**Written exercise**: Your task is to reproduce exactly the lines from the line with "Return one point for each instance of the rooftop" through the end of the records below.

==========

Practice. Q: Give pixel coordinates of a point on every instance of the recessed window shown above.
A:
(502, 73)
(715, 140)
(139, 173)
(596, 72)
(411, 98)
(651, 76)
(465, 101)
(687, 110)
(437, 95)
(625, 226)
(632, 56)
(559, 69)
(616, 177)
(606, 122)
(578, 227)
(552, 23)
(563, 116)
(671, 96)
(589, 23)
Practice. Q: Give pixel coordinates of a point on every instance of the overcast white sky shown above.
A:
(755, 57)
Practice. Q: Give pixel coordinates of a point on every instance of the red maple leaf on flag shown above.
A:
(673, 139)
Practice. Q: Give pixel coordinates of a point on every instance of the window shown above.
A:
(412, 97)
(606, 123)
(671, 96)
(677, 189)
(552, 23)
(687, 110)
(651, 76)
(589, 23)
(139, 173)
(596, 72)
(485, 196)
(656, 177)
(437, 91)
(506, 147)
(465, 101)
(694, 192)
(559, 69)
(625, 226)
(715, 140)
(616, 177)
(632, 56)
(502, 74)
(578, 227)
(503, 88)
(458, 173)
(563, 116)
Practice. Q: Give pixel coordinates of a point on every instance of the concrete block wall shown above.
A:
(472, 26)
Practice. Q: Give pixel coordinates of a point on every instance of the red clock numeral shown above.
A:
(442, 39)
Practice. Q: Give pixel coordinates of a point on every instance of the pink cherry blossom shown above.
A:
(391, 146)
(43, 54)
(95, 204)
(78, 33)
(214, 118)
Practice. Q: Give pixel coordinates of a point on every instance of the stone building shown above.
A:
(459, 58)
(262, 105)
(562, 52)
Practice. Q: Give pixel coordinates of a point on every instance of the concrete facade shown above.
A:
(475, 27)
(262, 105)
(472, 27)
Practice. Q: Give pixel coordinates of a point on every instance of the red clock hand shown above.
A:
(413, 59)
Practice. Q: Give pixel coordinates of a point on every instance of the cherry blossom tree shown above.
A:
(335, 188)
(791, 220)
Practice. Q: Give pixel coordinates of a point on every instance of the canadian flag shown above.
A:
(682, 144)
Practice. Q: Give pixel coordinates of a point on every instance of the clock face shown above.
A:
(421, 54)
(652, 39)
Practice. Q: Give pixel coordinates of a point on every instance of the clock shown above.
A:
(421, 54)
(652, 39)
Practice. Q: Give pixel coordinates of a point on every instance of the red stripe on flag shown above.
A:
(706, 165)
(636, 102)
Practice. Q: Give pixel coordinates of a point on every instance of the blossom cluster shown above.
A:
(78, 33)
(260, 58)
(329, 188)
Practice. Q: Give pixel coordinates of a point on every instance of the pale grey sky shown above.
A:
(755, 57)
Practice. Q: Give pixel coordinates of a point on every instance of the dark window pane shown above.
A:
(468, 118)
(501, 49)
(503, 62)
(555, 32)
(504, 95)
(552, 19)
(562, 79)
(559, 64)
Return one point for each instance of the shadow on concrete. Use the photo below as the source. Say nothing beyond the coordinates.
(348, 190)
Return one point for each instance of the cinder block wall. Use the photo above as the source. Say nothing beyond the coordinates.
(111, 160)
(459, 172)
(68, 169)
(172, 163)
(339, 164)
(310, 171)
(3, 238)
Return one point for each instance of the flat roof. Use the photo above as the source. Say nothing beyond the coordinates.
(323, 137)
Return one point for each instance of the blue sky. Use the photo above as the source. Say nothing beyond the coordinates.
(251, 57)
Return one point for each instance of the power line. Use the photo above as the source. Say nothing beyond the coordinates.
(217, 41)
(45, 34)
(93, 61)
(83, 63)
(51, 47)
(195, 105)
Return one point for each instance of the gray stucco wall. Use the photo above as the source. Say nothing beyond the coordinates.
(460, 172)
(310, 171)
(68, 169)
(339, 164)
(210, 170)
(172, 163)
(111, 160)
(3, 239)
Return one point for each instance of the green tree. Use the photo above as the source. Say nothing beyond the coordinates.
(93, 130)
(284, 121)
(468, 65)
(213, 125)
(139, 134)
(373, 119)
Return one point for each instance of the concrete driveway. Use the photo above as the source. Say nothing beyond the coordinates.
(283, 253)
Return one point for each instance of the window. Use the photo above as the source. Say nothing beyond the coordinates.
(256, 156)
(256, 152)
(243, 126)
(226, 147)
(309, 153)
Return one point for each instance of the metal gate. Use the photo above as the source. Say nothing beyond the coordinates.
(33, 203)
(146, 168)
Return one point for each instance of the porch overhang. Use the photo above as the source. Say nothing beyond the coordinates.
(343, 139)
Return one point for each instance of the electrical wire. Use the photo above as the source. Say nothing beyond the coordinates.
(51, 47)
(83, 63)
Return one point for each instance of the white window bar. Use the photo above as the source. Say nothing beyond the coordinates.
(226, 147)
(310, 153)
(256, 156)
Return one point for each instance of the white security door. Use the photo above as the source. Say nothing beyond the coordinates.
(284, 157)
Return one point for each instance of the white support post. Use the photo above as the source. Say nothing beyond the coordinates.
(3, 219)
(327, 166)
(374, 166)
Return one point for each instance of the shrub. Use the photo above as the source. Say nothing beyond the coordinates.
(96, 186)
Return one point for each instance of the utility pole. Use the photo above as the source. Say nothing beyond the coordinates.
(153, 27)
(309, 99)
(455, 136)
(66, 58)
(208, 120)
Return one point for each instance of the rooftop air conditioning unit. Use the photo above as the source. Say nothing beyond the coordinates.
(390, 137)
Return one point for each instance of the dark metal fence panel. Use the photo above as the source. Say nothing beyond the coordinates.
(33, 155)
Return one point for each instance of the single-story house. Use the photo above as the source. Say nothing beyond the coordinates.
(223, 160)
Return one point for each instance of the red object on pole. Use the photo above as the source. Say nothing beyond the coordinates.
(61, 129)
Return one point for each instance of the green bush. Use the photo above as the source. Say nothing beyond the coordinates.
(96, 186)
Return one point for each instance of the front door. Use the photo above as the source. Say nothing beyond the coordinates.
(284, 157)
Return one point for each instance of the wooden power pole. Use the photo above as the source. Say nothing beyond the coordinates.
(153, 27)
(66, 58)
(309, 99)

==========

**Solution for this task**:
Return one point for each instance of the rooftop air conditioning unit. Use the photo above as the source. Say nothing beyond the coordinates.
(390, 137)
Return one point for each instance of the dark metal fence panel. Use the photo above as the source. Say nothing beyond the coordinates.
(33, 155)
Return one point for each instance of the single-story house. Use the photo above as the source. Say nothing beyond the coordinates.
(223, 160)
Return one point for each instance of the red object on pole. Use the photo above as the source. Say nothing beyond the coordinates.
(61, 129)
Return one point for each instance of the green bush. Use the photo above as the source. Say nothing beyond the coordinates.
(96, 186)
Return one point for each instance of the front door. Use the photo above as the source. Say nothing beyond the coordinates.
(284, 157)
Return one point for each instance of the wooden power pole. Use the photo above as the source. Say nothing beyond the coordinates.
(153, 27)
(66, 58)
(309, 99)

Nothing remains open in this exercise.